- SOURCE EXCERPT
****

To carry on our project, we chose a commercial Altera board, which was conceived as a development system able to work independently of the PC. The board is equipped with a Stratix 1S40 FPGA component on which a 32 bit RISC CPU, called Nios, is implemented; this processor is programmable using C language and it is supplied with basic libraries that allow an easy handling of the following on board devices: 2 MB Ram, 8 MB Flash Memory, 16 MB Compact Flash Memory, 100 Mb/s Ethernet Interface, 2 Serial ports.

The Nios processor plays the role of computing supervisor, monitoring (external memory data storing, interfacing ...) and managing possible errors during the elaboration. The Nios processor consists of a fixed point calculation unit with 128 registers which is also charged with the calculation of memory addresses. Its peculiarity is in its parametric configurability through which the user can modify data and instruction cache sizes, boot address, register number and data bus width. Moreover, the processor is able to manage external interrupt request from those peripherals which can be connected through a dedicated bus. Thanks to this feature, we are able to connect the accelerating units, memory handler and interface block to the Nios.

The size of FPGA is large enough to host two accelerating units (fig. 1), working concurrently. The board is connected to the external world through two channels: a serial port and the Ethernet. The first one works as input/output terminal for the Nios: through it we can test, download and execute the Nios code. The Ethernet



interface is used to transfer input data and results.

Three areas were mapped onto the 8 MB Flash memory: the first contains the default configuration file for the FPGA; the second area contains a user custom configuration file and the third is available for other purposes: for instance, the Nios code may be placed here, to be executed at the boot.

The 2 MB memory is used by the Nios to store code and data of the user program and for system use; the external 16 MB flash memory must contain data for the elaboration; finally, four high speed



caches grant a constant data flow to the accelerating units. At each step of elaboration, a data sub-set is transferred in the first two caches for the elaboration; in the meanwhile, the other caches are filled with new data coming from the 16 MB memory. At the end of the step, caches are swapped and elaboration can continue; at the same time data on the unused cache are stored in the 16 MB memory and caches are carried out through DMA managed by the Nios processor. At the end of the elaboration, all needed data from a 16 MB memory are retrieved and results sent to the PC.

All the devices present on the board work at a 100 MHz clock frequency which is not the maximum one but an acceptable trade off between the speed of the elaboration and the correct timing of the devices.

****

- RECORD SET

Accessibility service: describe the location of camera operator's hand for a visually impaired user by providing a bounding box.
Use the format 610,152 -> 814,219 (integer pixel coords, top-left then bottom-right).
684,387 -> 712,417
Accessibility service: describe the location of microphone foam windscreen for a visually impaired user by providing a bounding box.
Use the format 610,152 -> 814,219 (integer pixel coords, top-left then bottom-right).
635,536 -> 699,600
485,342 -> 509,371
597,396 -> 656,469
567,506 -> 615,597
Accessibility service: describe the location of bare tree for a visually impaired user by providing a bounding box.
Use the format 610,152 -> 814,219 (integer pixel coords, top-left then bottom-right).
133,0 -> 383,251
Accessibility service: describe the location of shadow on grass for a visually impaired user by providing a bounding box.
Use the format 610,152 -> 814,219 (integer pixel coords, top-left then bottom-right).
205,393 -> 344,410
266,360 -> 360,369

****

- TASK 1
Please rewrite the FPGA board description, beginning at the words "The size of" and stopping after "data and results.", with "accelerating units" changed to "acceleration units".
- TASK 2
Write the next part of the FPGA board description, picking up after its final sentence.

- REPLY 1
The size of FPGA is large enough to host two acceleration units (fig. 1), working concurrently. The board is connected to the external world through two channels: a serial port and the Ethernet. The first one works as input/output terminal for the Nios: through it we can test, download and execute the Nios code. The Ethernet



interface is used to transfer input data and results.

- REPLY 2
Fig. 2 – Architecture of the computational

The high-level architecture of the computational unit is shown in fig. 2. The main functional elements are:

- 2 accelerating units, working independently;
- a Cache Memory (4 banks), which can store input data and results for the two accelerating units;
- a Control Unit.

On the bottom part of the figure a bus devoted to communication between Accelerator and Nios processor ("sub bus") is represented.

## 3.1 Math Unit architecture

The Math Unit functional core is a doubleprecision floating-point ALU, which integrates both an adder and a multiplier operating in a parallel fashion. Both devices are pipelined (9 stages for the adder and 15 for the multiplier) so that high clock rates are achievable. Note that, in the expected applications, accurate coding can



minimize the negative effects of such latency.

Together with the adder and the multiplier, the ALU also contains 3 register banks, each able to store 4 double-precision floating point numbers. The banks are each tied to a particular purpose (one is for input data, one for adder results and one for multiplier results).

Like in many similar applications, to make computing elements and storage space independent, a FIFO memory for both inputs and outputs is implemented (there are two FIFO queues on the output since arithmetic results are separated from logical ones).

The ALU operations are encoded in 37-bit words, able to simultaneously trigger:

- either a sum or a comparison;
- a multiplication;
- a data fetch;
- 3 write operations to the internal register banks;
- the output of a result.

To achieve better performance with our specific task, the operands of the adder can optionally be multiplied by [-2, -1, 2] for the first operand, and [-1, -0.5, 0.5] for the second one. In a similar way, the multiplier result can be doubled, halved or negated without extra clock cycles.

Since feeding the op-codes would require a large and mostly wasted bandwidth (the code is essentially cyclic, so that the same op-codes are executed over and over again) the code sequences are stored in a Microcode Sequencer. This device stores the program sequences in an internal RAM and associates to them a 6-bit op-code (this is much like having a CPU with a micro-programmed control unit whose code can be changed by the application to define a custom instruction set).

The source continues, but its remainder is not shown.